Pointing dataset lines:
begin
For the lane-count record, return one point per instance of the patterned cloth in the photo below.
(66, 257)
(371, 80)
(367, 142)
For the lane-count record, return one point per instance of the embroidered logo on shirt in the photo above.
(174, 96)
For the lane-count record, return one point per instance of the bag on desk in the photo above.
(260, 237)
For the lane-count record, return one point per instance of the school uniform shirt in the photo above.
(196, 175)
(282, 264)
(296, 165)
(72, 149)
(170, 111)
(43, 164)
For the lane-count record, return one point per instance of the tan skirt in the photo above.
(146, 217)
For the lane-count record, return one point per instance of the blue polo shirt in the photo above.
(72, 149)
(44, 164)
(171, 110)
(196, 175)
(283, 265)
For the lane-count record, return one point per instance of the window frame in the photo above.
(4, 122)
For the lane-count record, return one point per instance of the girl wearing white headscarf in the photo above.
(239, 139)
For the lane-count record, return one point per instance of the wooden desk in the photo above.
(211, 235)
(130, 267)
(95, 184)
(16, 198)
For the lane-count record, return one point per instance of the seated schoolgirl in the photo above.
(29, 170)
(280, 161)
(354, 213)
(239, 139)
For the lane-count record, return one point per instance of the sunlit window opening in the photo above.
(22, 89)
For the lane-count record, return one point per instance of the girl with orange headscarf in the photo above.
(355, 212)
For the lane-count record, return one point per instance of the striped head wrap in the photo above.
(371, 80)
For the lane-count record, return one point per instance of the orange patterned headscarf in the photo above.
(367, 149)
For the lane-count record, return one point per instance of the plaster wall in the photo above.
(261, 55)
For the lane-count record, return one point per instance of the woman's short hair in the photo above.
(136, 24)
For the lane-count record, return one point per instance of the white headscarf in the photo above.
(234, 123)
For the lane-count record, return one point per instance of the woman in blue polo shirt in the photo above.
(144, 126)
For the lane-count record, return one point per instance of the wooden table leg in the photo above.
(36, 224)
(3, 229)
end
[The problem]
Retype the lines from the one containing "leg in the photo above." through the last line above, including both.

[Output]
For the lane-count record, return one point per instance of the wooden table leg in the photo above.
(36, 224)
(3, 229)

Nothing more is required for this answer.